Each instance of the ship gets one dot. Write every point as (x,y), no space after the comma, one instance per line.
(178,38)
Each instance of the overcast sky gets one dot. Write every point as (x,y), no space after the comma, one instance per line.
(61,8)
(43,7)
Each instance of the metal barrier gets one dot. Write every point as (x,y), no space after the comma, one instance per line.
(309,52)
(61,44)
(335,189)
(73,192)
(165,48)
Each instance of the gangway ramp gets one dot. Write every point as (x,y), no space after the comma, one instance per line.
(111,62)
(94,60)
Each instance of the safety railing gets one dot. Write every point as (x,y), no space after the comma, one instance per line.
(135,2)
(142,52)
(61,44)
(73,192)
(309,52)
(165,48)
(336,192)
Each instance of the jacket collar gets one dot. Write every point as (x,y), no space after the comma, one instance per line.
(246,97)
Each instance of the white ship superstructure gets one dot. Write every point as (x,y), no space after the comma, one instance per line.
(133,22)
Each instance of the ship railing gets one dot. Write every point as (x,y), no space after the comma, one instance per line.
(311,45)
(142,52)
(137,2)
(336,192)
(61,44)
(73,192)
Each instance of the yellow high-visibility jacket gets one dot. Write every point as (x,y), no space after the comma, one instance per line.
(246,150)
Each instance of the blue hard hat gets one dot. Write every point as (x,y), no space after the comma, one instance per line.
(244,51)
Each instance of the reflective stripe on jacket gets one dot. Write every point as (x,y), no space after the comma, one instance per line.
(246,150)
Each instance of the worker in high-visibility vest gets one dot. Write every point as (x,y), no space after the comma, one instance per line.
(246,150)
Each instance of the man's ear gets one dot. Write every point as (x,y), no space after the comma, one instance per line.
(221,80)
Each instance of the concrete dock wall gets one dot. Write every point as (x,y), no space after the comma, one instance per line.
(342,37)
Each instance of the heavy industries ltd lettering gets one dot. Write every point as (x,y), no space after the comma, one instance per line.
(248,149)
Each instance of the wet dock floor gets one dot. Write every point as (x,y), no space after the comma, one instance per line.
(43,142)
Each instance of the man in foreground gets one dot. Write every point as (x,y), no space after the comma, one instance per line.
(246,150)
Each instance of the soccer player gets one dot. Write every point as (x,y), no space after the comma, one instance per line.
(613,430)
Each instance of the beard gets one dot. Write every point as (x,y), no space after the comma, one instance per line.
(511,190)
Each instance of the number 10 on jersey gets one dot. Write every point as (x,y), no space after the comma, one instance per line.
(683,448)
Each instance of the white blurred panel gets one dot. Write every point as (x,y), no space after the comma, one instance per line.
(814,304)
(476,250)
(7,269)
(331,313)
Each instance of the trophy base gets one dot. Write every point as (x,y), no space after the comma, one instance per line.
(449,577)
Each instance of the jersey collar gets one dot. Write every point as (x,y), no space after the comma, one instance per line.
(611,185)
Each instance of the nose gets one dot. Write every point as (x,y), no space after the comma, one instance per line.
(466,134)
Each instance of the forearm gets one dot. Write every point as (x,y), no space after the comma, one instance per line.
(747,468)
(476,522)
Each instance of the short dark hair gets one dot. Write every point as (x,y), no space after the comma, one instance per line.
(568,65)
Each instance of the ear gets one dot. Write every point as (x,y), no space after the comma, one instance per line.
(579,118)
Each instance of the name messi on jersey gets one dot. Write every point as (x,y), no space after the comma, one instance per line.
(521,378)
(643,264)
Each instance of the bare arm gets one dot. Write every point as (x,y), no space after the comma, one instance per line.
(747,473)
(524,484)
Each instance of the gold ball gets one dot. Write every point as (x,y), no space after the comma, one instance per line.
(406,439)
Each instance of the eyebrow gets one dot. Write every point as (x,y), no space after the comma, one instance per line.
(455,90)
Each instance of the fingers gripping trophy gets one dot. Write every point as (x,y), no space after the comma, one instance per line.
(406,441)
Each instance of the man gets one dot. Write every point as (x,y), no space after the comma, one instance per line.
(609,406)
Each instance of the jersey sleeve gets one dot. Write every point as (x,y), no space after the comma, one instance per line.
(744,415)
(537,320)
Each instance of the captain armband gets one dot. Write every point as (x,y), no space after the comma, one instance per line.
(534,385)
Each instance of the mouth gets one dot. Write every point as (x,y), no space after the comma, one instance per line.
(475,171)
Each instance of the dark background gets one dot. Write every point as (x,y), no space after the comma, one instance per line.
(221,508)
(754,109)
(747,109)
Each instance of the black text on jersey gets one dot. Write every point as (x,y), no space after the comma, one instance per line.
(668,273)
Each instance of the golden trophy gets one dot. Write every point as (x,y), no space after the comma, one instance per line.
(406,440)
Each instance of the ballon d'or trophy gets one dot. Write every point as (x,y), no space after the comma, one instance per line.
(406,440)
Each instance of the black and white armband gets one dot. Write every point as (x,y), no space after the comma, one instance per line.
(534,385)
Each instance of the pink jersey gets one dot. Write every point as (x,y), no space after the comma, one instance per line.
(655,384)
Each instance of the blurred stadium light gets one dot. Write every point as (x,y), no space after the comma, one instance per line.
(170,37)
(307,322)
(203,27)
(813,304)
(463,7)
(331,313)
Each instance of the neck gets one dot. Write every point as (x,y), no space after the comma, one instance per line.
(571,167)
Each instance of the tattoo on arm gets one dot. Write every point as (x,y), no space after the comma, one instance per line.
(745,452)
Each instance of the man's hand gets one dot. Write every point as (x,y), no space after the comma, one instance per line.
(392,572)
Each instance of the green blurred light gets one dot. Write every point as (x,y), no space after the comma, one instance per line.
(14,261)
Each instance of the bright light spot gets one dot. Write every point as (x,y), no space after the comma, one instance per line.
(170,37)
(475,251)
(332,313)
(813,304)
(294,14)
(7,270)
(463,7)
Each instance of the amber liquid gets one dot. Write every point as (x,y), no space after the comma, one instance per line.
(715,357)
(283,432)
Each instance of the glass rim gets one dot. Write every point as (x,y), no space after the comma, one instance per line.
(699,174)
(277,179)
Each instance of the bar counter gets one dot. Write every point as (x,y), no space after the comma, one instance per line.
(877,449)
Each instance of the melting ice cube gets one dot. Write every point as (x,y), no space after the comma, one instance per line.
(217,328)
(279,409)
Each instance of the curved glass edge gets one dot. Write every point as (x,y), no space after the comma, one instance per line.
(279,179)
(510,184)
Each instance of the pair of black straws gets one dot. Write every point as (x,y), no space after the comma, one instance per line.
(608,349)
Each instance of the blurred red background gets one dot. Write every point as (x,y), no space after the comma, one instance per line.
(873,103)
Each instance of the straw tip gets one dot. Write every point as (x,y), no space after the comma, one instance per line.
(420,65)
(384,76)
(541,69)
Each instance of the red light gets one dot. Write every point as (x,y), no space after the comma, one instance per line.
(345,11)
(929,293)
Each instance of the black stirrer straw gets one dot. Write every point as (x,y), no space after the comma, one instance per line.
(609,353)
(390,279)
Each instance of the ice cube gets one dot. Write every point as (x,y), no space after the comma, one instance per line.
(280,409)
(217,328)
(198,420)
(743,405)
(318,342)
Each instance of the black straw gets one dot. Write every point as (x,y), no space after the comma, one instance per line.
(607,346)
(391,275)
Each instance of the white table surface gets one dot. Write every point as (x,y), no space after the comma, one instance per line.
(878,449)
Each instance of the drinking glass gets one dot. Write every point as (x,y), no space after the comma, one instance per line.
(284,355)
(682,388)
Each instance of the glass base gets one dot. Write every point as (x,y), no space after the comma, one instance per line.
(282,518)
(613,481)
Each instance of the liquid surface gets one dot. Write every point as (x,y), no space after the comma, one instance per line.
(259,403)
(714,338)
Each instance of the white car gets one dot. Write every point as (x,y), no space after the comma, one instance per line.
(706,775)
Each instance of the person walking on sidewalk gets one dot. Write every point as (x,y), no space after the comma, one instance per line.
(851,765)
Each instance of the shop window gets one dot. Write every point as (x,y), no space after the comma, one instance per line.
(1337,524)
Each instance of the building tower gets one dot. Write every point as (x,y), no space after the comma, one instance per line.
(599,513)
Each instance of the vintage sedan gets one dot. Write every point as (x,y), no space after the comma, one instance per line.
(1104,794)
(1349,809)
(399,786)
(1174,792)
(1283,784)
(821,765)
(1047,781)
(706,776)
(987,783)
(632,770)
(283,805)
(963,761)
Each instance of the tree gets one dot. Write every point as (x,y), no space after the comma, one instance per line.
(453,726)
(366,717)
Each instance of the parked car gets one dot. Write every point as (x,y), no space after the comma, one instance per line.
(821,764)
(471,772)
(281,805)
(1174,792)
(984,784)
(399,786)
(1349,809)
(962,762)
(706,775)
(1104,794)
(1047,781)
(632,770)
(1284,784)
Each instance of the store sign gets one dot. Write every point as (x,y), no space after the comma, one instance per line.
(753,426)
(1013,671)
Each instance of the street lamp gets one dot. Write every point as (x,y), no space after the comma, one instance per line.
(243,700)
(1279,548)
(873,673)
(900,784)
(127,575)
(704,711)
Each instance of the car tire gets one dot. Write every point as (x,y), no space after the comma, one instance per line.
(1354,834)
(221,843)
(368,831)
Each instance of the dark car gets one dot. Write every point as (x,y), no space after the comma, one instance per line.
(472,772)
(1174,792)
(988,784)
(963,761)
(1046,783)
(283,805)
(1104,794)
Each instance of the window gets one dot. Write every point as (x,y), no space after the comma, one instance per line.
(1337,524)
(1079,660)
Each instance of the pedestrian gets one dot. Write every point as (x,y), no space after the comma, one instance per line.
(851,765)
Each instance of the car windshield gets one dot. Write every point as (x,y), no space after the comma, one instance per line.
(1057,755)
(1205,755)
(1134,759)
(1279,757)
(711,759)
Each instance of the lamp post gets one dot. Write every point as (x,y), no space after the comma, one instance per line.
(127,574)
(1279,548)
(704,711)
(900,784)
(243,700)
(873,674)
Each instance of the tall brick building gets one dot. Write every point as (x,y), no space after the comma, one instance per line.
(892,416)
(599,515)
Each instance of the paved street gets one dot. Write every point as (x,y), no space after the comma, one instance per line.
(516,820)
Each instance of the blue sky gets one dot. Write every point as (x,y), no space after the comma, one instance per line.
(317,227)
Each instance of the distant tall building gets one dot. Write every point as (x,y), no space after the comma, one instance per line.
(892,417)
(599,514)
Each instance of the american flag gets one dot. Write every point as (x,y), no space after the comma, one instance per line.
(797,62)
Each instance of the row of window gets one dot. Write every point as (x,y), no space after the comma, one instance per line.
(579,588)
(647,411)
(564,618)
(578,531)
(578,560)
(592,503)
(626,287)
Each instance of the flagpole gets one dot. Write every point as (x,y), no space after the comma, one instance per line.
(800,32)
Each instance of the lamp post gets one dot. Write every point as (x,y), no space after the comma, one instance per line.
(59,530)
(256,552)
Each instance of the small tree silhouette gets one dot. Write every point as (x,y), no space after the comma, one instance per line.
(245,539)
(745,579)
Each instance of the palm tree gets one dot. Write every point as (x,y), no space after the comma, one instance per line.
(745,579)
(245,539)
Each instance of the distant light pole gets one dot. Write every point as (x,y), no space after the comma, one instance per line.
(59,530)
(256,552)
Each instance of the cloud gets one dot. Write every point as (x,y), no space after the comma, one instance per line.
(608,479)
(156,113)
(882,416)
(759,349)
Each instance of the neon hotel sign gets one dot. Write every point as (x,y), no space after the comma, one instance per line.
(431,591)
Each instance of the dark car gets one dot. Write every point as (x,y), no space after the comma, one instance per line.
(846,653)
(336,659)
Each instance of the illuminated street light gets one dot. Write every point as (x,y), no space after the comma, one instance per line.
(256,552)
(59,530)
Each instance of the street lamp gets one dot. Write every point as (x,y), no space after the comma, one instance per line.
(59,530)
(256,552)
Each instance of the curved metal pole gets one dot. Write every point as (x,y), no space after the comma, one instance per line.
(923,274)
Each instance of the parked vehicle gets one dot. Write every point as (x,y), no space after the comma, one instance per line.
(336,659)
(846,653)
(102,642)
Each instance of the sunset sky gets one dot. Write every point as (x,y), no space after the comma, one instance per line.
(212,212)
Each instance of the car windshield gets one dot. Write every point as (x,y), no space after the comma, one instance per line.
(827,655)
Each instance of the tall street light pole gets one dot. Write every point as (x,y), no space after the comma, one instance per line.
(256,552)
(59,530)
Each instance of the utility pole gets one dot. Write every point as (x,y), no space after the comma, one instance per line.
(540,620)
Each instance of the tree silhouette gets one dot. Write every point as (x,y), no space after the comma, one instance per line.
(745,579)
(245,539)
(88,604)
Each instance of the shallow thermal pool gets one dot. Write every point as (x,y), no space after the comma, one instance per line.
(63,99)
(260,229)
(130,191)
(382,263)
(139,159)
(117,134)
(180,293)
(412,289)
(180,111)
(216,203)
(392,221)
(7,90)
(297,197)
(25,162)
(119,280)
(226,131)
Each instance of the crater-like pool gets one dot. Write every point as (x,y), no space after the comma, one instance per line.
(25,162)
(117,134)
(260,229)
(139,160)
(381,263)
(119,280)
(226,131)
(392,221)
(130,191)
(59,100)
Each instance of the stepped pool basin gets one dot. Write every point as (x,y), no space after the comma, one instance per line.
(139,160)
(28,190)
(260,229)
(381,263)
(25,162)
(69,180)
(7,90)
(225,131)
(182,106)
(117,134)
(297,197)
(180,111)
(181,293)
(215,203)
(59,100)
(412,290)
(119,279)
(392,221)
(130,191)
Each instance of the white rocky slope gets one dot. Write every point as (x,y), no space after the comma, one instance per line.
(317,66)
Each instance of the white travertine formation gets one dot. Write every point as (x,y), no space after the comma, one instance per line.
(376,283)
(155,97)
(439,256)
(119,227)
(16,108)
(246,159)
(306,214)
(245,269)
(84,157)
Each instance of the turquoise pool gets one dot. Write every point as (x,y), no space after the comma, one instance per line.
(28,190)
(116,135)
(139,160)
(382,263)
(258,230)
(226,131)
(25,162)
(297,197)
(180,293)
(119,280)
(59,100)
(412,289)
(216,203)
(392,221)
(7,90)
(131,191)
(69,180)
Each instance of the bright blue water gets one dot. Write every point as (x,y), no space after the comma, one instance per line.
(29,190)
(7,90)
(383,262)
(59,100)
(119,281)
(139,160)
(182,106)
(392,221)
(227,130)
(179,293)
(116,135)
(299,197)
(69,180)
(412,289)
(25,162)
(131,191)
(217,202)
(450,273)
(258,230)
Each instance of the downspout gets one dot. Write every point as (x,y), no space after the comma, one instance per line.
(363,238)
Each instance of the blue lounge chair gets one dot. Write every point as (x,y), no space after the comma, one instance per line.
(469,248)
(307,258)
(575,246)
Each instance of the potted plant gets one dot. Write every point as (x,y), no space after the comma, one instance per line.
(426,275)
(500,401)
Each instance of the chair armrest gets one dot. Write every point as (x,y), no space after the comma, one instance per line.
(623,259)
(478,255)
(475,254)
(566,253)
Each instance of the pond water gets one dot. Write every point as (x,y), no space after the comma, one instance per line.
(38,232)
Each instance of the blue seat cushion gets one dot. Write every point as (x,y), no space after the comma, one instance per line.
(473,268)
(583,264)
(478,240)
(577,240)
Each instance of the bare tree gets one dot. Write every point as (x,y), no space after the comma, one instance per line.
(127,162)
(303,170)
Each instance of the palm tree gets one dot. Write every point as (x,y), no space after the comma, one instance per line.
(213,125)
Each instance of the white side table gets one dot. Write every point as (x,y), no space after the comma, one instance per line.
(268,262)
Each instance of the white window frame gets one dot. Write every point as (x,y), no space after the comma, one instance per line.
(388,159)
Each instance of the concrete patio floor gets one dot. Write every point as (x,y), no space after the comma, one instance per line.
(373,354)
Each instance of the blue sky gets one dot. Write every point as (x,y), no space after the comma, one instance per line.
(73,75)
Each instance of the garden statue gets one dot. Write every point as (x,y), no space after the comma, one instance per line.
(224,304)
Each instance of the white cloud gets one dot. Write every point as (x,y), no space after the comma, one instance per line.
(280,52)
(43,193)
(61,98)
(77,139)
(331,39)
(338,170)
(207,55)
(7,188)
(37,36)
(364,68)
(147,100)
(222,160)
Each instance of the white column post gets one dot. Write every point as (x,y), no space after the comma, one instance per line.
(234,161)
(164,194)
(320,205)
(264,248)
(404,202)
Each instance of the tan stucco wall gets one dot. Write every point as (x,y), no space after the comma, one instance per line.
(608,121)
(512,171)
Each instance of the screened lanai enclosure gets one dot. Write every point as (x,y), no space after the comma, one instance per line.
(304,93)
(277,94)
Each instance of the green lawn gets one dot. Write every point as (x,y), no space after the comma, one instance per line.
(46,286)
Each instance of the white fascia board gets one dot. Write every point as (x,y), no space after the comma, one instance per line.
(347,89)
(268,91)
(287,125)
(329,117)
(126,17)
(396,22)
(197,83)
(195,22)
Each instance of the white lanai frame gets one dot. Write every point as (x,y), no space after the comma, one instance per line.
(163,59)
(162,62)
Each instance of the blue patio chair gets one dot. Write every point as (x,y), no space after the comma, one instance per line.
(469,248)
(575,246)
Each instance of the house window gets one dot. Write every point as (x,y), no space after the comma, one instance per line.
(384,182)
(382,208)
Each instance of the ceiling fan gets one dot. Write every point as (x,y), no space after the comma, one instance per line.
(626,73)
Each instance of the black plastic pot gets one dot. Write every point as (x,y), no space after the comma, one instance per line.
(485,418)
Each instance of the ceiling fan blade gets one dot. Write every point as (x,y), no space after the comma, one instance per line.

Work to do :: Please copy out everything from the line containing "Each instance of the black plastic" down to the end of the records, word for word.

Result ::
Each instance of the black plastic pot gets one dot. Write every point as (x,y), no space after the comma, one instance per line.
(485,418)
Each instance of the ceiling fan blade gets one dot. Write every point as (x,y), no space after the comma, one instance per line.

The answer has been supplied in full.